● **Goal of the exercise**
Your task is to copy each line of the material that includes "wooden".
═══
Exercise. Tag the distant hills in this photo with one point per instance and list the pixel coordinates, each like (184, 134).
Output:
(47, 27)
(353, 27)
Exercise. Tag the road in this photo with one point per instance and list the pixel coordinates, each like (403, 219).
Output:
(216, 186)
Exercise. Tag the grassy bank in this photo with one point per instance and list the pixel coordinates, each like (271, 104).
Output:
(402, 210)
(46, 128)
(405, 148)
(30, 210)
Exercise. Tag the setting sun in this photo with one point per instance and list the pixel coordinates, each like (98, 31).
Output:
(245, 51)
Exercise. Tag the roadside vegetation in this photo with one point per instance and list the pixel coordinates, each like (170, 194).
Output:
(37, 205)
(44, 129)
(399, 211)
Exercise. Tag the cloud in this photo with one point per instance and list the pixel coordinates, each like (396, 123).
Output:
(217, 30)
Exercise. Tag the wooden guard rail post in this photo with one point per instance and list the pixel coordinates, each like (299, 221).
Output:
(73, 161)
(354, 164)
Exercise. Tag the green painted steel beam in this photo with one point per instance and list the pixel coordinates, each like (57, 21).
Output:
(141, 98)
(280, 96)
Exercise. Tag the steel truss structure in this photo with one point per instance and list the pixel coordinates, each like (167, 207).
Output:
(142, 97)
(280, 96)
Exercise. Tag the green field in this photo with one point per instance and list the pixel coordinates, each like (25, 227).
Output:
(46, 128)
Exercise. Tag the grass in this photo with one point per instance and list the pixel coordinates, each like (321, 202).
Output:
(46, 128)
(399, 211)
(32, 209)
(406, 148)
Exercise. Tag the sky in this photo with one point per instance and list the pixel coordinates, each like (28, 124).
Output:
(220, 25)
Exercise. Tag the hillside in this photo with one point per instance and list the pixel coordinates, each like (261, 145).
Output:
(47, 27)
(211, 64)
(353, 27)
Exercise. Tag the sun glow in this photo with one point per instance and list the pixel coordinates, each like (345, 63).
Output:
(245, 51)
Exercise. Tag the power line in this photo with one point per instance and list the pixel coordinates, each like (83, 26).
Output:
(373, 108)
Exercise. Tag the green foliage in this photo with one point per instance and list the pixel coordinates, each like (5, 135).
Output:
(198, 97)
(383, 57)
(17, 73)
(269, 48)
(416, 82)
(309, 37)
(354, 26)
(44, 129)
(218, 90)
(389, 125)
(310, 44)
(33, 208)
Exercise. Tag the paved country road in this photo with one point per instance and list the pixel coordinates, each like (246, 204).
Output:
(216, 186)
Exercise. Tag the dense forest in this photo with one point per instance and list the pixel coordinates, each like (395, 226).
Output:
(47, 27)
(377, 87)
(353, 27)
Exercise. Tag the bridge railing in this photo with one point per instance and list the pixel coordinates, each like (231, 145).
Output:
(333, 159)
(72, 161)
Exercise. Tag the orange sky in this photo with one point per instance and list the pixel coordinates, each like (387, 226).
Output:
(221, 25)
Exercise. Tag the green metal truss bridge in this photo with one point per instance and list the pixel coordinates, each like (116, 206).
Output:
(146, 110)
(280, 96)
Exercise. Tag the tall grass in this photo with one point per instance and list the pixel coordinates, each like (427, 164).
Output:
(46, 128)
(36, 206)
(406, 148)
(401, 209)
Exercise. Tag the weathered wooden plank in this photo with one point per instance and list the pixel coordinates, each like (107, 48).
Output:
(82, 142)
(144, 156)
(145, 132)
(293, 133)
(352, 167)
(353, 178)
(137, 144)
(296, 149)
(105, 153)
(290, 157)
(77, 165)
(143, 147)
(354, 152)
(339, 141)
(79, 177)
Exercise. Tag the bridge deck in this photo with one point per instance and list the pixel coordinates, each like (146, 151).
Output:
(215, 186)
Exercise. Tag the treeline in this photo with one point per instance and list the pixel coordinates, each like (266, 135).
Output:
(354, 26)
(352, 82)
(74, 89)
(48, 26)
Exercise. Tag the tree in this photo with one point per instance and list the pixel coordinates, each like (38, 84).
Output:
═══
● **Response below**
Exercise. Tag the wooden guard rail post in this photo with one point per instance and list the pixel coordinates, each like (299, 221).
Exercise. Tag the weathered wooden plank in this photo with one point per instance and list the pixel coordinates, each like (107, 48).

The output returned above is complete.